▶ Actions requises:
A) Reformulez plus brièvement le paragraphe de l'extrait fourni qui commence par « Donc, l'une des plus grandes difficultés », en conservant ses faits essentiels.
B) Selon l'extrait fourni, quelle fonction occupe Lise Routhier-Boudreau ?

▶ Extrait fourni:
Donc, l'une des plus grandes difficultés que nous rencontrons dans nos rapports avec les ministères fédéraux concerne leur cadre de référence. Tous ces beaux fonctionnaires qui rédigent les politiques sur les langues officielles sont Franco-Ontariens ou Franco-Manitobains. Ils ont une certaine idée de ce que c'est que d'être francophone hors Québec, ce qui est très important. Mais, le fait est que peu d'entre eux ont travaillé avec nous au Québec.
De plus, le terme « national » n'a pas la même signification au Québec qu'au Canada. C'est un problème auquel nous sommes constamment confrontés.
Le sénateur Comeau : Dans votre exposé liminaire, vous nous avez fait remarquer que les lois provinciales sur la langue ont eu un impact important sur les communautés du Québec. C'est tout à fait normal. On pourrait songer à la loi 101 et aux répercussions de cette dernière. Y a-t-il d'autres lois, à part la loi 101, qui ont eu un impact sur les communautés?
Et voici une autre question tout à fait distincte. Entretenez-vous des relations avec des groupes qui représentent d'autres communautés de langue officielle en situation minoritaire au Canada — au Nouveau-Brunswick, en Nouvelle- Écosse, à l'Île-du-Prince-Édouard, et cetera? La population minoritaire au Nouveau-Brunswick est plus importante mais elle ressent moins les effets de sa situation que la population correspondante en Nouvelle-Écosse ou au Manitoba, par exemple.
M. Donnelly : Je suis heureux de pouvoir vous annoncer que nous avons réalisé de très bons progrès dans ce domaine au cours des deux dernières années. J'ai pu dialoguer à plusieurs reprises au cours des dernières années avec mon homologue, Lise Routhier-Boudreau, qui est présidente de la Fédération des communautés francophones et acadienne du Canada. Nous restons en contact et nous travaillons ensemble à divers dossiers. Nous avons été très actifs. Donc, la réponse à la deuxième partie de votre question est oui, et nos relations s'améliorent de jour en jour.

▶ Données fournies:
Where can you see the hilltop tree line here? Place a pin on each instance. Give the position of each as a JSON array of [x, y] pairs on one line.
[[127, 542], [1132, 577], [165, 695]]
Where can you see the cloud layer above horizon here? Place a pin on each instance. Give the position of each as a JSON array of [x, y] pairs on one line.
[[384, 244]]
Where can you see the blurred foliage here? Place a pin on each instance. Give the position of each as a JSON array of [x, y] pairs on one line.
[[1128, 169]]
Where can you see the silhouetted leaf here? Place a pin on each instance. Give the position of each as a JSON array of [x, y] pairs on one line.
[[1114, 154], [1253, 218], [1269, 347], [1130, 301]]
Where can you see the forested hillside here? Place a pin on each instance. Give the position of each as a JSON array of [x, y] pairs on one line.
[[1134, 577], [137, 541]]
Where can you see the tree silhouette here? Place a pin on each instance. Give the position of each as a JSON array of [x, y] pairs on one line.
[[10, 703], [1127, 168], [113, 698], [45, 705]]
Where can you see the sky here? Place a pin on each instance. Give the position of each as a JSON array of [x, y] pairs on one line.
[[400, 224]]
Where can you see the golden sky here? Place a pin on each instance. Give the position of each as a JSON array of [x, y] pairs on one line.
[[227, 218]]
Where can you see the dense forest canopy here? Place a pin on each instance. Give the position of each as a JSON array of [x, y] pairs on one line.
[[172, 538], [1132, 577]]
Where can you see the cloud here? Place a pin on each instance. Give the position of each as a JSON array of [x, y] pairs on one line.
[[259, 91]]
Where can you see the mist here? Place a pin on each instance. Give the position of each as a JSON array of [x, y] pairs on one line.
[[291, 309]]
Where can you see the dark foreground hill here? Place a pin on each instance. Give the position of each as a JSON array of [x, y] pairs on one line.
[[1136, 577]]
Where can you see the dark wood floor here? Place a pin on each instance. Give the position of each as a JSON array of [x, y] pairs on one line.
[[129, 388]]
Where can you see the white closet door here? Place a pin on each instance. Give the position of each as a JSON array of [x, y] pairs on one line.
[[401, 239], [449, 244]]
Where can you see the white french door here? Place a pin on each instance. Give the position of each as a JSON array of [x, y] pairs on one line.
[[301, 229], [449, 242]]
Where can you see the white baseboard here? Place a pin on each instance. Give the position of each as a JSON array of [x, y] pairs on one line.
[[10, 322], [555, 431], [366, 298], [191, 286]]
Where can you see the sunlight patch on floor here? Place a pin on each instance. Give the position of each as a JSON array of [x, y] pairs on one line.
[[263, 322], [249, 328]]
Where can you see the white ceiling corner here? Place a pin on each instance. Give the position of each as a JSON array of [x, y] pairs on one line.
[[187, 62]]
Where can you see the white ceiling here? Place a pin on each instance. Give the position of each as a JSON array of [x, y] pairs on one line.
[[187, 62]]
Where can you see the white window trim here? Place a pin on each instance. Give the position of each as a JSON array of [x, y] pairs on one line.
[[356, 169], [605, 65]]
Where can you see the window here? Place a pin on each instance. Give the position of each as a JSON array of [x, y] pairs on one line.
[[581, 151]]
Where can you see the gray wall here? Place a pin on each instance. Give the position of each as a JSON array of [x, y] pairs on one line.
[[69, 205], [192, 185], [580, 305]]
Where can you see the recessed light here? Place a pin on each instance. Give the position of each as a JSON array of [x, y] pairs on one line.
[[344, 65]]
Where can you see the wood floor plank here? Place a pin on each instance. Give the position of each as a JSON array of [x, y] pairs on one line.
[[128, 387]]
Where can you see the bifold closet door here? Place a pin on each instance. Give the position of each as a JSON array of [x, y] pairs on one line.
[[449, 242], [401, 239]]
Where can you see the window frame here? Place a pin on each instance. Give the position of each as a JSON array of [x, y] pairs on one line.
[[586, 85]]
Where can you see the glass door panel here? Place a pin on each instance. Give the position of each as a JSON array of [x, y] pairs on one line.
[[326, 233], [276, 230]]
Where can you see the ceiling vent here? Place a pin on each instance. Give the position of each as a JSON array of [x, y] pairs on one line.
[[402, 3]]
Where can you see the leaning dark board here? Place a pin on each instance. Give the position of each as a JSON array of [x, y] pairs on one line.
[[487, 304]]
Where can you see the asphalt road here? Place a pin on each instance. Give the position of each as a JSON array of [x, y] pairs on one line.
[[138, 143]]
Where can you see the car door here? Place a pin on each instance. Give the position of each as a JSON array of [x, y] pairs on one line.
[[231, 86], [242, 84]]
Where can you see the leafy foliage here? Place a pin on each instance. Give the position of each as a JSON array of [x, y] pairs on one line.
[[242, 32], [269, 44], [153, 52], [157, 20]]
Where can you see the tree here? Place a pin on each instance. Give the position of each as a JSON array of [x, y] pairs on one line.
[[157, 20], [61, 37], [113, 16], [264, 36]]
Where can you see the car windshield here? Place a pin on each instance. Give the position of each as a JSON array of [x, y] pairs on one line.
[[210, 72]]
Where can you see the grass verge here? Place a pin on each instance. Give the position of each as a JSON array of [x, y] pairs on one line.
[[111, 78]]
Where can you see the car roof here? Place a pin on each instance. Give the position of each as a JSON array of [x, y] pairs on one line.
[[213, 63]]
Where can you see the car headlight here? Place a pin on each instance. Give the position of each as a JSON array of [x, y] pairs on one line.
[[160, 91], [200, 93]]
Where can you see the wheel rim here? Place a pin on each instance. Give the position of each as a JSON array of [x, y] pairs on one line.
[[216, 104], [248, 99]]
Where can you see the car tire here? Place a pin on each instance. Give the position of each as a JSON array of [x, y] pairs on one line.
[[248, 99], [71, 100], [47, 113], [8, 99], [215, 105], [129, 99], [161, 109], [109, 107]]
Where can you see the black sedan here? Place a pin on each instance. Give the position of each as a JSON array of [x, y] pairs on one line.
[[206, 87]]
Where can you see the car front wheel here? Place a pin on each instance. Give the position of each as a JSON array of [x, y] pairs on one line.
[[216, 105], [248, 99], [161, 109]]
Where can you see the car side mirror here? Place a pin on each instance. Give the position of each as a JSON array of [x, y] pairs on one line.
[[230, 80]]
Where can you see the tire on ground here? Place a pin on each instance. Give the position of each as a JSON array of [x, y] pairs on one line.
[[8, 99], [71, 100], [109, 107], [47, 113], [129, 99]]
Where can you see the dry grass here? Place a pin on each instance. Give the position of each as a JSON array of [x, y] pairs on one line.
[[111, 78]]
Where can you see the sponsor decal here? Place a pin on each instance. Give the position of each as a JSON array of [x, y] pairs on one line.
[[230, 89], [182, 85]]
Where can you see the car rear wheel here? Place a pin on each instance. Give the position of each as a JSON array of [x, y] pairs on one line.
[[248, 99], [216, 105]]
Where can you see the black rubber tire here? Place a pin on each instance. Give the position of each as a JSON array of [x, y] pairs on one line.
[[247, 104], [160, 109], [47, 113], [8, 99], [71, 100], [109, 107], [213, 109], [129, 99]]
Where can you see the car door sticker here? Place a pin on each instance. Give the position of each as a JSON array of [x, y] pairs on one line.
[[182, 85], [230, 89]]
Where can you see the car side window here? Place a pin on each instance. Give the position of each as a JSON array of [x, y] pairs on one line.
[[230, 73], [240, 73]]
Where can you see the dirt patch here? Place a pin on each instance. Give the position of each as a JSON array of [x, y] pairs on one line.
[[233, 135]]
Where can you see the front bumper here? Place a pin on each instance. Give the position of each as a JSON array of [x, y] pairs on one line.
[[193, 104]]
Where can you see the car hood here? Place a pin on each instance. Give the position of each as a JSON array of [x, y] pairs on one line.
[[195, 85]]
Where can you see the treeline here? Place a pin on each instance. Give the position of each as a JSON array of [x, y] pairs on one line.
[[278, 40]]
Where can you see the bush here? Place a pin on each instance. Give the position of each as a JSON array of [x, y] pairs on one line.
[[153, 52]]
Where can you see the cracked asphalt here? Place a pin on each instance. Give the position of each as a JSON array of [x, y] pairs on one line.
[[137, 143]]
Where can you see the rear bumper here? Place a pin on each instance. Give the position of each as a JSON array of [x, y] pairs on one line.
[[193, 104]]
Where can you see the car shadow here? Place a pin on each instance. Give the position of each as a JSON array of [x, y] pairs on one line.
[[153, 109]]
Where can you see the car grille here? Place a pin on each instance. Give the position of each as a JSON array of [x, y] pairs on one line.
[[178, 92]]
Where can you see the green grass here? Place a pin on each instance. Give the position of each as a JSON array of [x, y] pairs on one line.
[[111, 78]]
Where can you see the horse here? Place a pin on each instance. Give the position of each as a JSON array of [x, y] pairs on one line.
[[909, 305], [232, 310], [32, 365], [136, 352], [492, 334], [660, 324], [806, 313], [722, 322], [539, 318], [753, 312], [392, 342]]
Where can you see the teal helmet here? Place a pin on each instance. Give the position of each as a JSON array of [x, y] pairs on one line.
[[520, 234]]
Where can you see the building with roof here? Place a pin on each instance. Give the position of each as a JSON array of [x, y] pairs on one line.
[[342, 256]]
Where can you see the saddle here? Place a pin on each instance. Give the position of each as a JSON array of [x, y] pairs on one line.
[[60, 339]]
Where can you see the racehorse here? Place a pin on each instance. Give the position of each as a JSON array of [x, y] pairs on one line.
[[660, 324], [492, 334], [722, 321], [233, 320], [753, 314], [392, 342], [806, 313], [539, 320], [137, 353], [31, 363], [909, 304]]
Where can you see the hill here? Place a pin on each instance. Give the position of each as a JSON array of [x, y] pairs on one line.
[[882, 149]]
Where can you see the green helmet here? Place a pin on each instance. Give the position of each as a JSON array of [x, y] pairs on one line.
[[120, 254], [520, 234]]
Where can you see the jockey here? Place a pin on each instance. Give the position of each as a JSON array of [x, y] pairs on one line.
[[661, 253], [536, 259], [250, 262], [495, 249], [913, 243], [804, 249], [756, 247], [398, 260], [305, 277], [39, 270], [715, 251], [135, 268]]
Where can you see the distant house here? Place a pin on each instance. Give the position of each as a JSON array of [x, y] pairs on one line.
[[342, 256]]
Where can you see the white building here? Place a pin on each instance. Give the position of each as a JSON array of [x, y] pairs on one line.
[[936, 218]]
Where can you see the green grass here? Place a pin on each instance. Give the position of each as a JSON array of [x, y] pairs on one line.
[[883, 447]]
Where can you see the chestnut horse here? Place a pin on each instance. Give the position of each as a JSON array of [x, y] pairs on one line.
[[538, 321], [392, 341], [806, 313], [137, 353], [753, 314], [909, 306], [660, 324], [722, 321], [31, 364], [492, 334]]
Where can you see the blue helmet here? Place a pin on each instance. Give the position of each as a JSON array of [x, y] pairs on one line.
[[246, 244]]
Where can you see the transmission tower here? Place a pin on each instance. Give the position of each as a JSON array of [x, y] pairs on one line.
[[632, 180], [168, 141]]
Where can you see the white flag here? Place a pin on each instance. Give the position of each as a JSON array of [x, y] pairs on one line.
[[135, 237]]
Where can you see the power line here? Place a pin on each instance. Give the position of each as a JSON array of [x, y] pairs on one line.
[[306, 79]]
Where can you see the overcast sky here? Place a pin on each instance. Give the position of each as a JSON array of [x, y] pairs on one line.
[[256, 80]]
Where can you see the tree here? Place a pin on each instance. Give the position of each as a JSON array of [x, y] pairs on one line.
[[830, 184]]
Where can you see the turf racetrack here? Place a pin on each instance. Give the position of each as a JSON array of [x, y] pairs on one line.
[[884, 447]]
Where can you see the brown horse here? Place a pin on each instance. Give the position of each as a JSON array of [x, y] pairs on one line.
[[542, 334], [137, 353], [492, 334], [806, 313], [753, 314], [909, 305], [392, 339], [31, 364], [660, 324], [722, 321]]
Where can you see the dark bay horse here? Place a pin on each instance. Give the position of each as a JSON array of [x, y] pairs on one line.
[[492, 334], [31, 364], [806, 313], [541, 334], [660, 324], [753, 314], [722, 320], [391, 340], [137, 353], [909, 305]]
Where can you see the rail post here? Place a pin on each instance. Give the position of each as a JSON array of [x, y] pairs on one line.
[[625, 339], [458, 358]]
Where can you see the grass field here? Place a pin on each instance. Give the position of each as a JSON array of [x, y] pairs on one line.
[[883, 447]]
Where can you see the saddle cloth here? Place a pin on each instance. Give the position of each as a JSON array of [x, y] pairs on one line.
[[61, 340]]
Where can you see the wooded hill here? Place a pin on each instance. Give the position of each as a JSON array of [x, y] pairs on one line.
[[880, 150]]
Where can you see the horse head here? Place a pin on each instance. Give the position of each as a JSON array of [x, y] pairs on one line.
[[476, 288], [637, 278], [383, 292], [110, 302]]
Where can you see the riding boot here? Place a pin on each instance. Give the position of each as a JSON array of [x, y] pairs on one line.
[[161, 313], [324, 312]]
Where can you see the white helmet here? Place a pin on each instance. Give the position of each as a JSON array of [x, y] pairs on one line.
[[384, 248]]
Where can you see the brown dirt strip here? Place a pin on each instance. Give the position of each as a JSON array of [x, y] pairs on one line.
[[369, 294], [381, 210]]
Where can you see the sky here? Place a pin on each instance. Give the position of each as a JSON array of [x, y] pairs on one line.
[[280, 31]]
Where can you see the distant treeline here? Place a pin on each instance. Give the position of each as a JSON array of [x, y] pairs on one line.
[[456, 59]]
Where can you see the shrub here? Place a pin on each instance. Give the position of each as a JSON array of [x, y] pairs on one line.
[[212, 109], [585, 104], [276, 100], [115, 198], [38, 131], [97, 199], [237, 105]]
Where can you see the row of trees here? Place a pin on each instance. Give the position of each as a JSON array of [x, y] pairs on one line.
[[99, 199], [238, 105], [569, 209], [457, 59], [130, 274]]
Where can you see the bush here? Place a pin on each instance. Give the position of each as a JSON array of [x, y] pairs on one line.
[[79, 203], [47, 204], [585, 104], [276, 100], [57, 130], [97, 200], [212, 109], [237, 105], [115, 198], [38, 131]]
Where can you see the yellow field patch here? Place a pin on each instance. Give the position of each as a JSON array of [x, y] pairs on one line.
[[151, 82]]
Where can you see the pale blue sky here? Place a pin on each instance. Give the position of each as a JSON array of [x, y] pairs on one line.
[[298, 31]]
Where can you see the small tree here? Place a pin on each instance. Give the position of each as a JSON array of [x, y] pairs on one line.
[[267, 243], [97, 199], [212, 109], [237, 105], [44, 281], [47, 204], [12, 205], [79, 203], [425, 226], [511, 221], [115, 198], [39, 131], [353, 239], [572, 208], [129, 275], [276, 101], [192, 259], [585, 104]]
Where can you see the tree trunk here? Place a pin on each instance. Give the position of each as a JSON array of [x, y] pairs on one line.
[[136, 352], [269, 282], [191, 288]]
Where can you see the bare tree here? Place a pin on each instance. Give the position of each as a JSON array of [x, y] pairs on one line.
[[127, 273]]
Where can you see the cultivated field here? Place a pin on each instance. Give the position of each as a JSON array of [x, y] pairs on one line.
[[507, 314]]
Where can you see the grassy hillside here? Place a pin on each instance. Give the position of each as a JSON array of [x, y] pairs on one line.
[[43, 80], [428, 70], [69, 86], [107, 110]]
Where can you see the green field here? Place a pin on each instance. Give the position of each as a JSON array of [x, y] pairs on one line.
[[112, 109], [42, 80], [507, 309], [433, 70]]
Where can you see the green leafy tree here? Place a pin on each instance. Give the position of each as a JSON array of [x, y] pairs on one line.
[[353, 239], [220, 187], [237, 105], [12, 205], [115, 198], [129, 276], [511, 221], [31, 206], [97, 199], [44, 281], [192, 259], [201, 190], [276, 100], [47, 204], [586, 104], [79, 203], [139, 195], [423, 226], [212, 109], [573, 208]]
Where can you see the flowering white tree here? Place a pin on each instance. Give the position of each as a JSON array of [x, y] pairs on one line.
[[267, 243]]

▶ Réponses par tâche:
A) Dans nos rapports avec les ministères fédéraux, une difficulté majeure tient à leur cadre de référence. Les fonctionnaires qui rédigent les politiques sur les langues officielles sont Franco-Ontariens ou Franco-Manitobains. Ils connaissent donc la réalité francophone hors Québec, ce qui est très important, mais peu d'entre eux ont travaillé avec nous au Québec.

B) Elle est présidente de la Fédération des communautés francophones et acadienne du Canada.